Enerji kaynaklarının Türkiye’ye olan katkısını tartışırken sorulması gereken sorulardan bir tanesi de maden alanlarını özel sektöre ya da yabancı şirketlere devretmek çözüm mü? Başlangıçtan beri söylediğimiz gibi Türkiye büyüyen ekonomisi ve yükselen nüfusuyla her geçen gün enerjiye ihtiyacı artan bir ülke. Bunun dışında enerji yollarının kesiştiği nokta önemli bir terminal işlevi de görüyor.

*Sonuç*
üzerinde durulması gereken bir başka konu ise bor başta olmak üzere geleceğin teknolojisini şekillendirecek maden hammaddelerinin önemli oranda rezervi Türkiye’de bulunuyor. İleri teknolojiler düşünüldüğünde Türkiye maden rezervleri açısından dünyada önemli ülkeler arasına giriyor. Hem enerji üreticisi, hem de enerji terminali konumunda olan ülkemizin burada stratejik bir enerji planlaması yapması gerekiyor. üzelleştirmeler yerine elimizdeki kaynakları daha verimli kullanabilmek için planlı politikalar oluşturmak şu anda önümüzde duran en önemli ve akılcı seçeneklerden bir tanesi. Yani madenler sadece kar amaçlı metalar olarak düşünülmemeli. Bunun yerine ülke ekonomisine kazanç getirecek ve ülkenin faydasına kullanılabilecek milli zenginlikler olarak düşünülmeli. Bu noktada elbette ilk akla gelen konu özelleştirmeler. ülkemizi yönetenlerin bu nokta da daha duyarlı olması gerekiyor. Maden sahalarımızın özelleştirilmesi aslında Osmanlı döneminden bu yana devam eden Batı’nın hammadde ihtiyacını karşılamaya dönük bir girişim olmaktan öte gitmiyor. Türkiye’nin kendi geleceği için sanayisini daha da sağlamlaştırmak açısından kendi üretimini yapıp, kendi yolunu açması gerekiyor. Elimizdeki kaynakları milli politikalar doğrultusunda planlayarak kullanmak krizlerle dolu bir ekonomik yapılanmadan çıkmanın da önemli unsurlarından biri olarak görünüyor.

----------
################
*Problem*: Madenlerin özelleştirilmesini tartışan okuma parçasında "Enerji kaynaklarının Türkiye’ye" sözcüklerini içeren yerle açılıp "işlevi de görüyor." ile kapanan bölümü, hiçbir değişiklik yapmadan aynen yazınız. Okuma parçasından sonra gelen girdilere bu çalışmada gerek yoktur.

*Veri Bölümü*:
################
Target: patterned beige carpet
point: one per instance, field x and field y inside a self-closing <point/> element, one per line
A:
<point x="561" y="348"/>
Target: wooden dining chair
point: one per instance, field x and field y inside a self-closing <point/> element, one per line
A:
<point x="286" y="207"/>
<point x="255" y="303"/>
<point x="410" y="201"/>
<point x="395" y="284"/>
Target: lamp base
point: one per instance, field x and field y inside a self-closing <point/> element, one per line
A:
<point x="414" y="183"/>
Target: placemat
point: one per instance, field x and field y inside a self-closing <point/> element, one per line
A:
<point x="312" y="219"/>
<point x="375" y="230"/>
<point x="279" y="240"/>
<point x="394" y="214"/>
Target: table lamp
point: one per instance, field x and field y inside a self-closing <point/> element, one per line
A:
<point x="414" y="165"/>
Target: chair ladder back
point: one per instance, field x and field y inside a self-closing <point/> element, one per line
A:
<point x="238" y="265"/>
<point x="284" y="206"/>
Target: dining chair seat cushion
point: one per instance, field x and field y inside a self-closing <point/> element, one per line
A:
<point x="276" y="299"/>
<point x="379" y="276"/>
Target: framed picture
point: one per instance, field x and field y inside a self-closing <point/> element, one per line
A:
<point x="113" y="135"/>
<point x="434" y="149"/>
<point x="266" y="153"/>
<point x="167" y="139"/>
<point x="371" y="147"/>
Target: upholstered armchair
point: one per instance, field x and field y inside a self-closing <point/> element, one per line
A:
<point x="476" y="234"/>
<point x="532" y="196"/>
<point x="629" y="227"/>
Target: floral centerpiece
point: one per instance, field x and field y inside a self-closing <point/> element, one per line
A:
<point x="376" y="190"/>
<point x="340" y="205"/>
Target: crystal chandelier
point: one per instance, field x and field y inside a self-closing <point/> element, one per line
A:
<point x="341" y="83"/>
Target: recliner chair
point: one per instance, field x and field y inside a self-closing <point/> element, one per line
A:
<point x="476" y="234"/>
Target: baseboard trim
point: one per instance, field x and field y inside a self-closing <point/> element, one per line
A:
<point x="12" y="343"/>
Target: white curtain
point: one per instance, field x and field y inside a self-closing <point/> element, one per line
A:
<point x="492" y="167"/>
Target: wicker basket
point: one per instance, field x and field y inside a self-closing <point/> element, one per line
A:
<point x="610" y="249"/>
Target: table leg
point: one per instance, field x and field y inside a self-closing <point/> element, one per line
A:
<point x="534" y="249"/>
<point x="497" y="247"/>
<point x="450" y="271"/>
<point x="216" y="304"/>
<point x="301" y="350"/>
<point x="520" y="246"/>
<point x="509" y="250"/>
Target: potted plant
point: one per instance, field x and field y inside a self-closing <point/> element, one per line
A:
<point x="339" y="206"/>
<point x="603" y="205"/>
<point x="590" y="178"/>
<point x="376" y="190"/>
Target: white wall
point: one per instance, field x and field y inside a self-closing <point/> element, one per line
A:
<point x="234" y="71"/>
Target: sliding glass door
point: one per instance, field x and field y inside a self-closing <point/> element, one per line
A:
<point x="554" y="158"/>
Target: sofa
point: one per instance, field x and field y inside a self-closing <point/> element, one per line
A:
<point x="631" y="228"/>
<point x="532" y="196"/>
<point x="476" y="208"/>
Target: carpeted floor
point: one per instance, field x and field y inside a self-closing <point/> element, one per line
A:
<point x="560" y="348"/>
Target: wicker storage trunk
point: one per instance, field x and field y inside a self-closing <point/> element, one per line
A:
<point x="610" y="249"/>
################
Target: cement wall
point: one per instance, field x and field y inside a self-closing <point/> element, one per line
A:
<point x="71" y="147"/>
################
*Görevin Çözümü*:
Enerji kaynaklarının Türkiye’ye olan katkısını tartışırken sorulması gereken sorulardan bir tanesi de maden alanlarını özel sektöre ya da yabancı şirketlere devretmek çözüm mü? Başlangıçtan beri söylediğimiz gibi Türkiye büyüyen ekonomisi ve yükselen nüfusuyla her geçen gün enerjiye ihtiyacı artan bir ülke. Bunun dışında enerji yollarının kesiştiği nokta önemli bir terminal işlevi de görüyor.